◆ Source records
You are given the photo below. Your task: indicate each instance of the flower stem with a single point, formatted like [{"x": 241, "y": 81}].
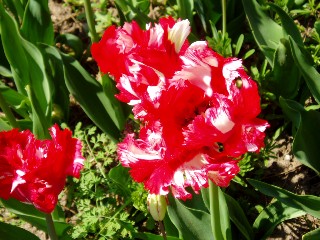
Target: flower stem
[
  {"x": 90, "y": 21},
  {"x": 224, "y": 17},
  {"x": 7, "y": 111},
  {"x": 51, "y": 229},
  {"x": 214, "y": 211}
]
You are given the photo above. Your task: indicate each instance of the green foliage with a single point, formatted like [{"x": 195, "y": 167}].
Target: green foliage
[{"x": 107, "y": 205}]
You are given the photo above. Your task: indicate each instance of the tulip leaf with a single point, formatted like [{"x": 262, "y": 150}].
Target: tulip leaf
[
  {"x": 4, "y": 126},
  {"x": 307, "y": 203},
  {"x": 54, "y": 66},
  {"x": 271, "y": 216},
  {"x": 305, "y": 64},
  {"x": 151, "y": 236},
  {"x": 8, "y": 231},
  {"x": 37, "y": 25},
  {"x": 305, "y": 144},
  {"x": 286, "y": 79},
  {"x": 262, "y": 25},
  {"x": 191, "y": 223},
  {"x": 289, "y": 28},
  {"x": 73, "y": 42},
  {"x": 28, "y": 72},
  {"x": 18, "y": 102},
  {"x": 313, "y": 235},
  {"x": 238, "y": 217},
  {"x": 90, "y": 95},
  {"x": 30, "y": 214},
  {"x": 120, "y": 176}
]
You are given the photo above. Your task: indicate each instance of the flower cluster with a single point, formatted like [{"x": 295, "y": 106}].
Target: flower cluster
[
  {"x": 34, "y": 171},
  {"x": 198, "y": 110}
]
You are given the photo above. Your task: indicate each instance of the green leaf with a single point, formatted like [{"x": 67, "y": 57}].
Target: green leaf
[
  {"x": 313, "y": 235},
  {"x": 271, "y": 216},
  {"x": 120, "y": 175},
  {"x": 4, "y": 126},
  {"x": 8, "y": 231},
  {"x": 238, "y": 217},
  {"x": 286, "y": 78},
  {"x": 30, "y": 214},
  {"x": 289, "y": 27},
  {"x": 54, "y": 67},
  {"x": 185, "y": 9},
  {"x": 29, "y": 73},
  {"x": 305, "y": 64},
  {"x": 18, "y": 102},
  {"x": 306, "y": 141},
  {"x": 90, "y": 95},
  {"x": 72, "y": 41},
  {"x": 37, "y": 25},
  {"x": 262, "y": 25},
  {"x": 307, "y": 203},
  {"x": 305, "y": 145},
  {"x": 191, "y": 223}
]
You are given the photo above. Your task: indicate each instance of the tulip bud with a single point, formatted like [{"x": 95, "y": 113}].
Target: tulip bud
[{"x": 157, "y": 206}]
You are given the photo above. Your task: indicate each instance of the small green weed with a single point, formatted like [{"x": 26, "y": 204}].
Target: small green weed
[{"x": 108, "y": 204}]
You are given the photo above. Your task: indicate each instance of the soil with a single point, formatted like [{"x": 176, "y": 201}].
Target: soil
[{"x": 283, "y": 171}]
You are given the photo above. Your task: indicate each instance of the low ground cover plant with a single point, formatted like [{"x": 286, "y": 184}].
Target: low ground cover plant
[{"x": 159, "y": 120}]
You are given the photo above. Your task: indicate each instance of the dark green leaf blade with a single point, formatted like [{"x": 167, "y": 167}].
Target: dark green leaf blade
[
  {"x": 191, "y": 223},
  {"x": 307, "y": 203},
  {"x": 310, "y": 74},
  {"x": 37, "y": 25},
  {"x": 90, "y": 95}
]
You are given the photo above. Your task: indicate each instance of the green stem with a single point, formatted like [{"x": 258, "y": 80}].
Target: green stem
[
  {"x": 7, "y": 111},
  {"x": 214, "y": 211},
  {"x": 224, "y": 17},
  {"x": 90, "y": 21},
  {"x": 51, "y": 229}
]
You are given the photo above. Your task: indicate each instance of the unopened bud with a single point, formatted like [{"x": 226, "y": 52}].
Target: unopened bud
[{"x": 157, "y": 206}]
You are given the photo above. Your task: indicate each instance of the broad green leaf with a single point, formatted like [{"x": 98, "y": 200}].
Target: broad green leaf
[
  {"x": 292, "y": 110},
  {"x": 60, "y": 92},
  {"x": 286, "y": 78},
  {"x": 12, "y": 47},
  {"x": 18, "y": 102},
  {"x": 305, "y": 144},
  {"x": 221, "y": 219},
  {"x": 29, "y": 73},
  {"x": 120, "y": 175},
  {"x": 289, "y": 28},
  {"x": 307, "y": 203},
  {"x": 90, "y": 95},
  {"x": 73, "y": 42},
  {"x": 266, "y": 32},
  {"x": 191, "y": 223},
  {"x": 271, "y": 216},
  {"x": 4, "y": 126},
  {"x": 30, "y": 214},
  {"x": 37, "y": 25},
  {"x": 309, "y": 72},
  {"x": 306, "y": 141},
  {"x": 151, "y": 236},
  {"x": 238, "y": 217},
  {"x": 185, "y": 9},
  {"x": 313, "y": 235},
  {"x": 8, "y": 231}
]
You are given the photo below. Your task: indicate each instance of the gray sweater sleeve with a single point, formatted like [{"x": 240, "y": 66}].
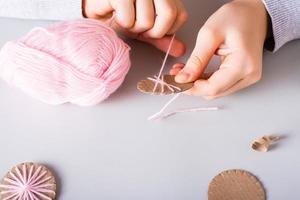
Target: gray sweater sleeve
[
  {"x": 41, "y": 9},
  {"x": 285, "y": 19}
]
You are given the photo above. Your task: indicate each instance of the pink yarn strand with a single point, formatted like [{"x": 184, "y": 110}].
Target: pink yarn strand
[{"x": 159, "y": 80}]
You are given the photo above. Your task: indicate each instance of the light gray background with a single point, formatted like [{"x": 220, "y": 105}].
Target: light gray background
[{"x": 112, "y": 152}]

◆ What needs to be done
Emit the lines from the line containing "of the gray" to the final line of the material, inclusive, exactly as written; pictures are excluded.

◆ Full response
You are given the photo below. Your task: indicate each instance of the gray sweater sleeve with a single point, formatted like [{"x": 240, "y": 66}].
Target: gray sweater sleeve
[
  {"x": 41, "y": 9},
  {"x": 285, "y": 19}
]
You are given the photo above. Your task: indicate each instance of the pink yarn strand with a single point, formatted like [{"x": 184, "y": 110}].
Target: pink yarn strand
[{"x": 159, "y": 80}]
You are given the photo above. Your task: indicate each instance of the light gray background with a single point, formatted like [{"x": 220, "y": 105}].
Target: light gray background
[{"x": 112, "y": 152}]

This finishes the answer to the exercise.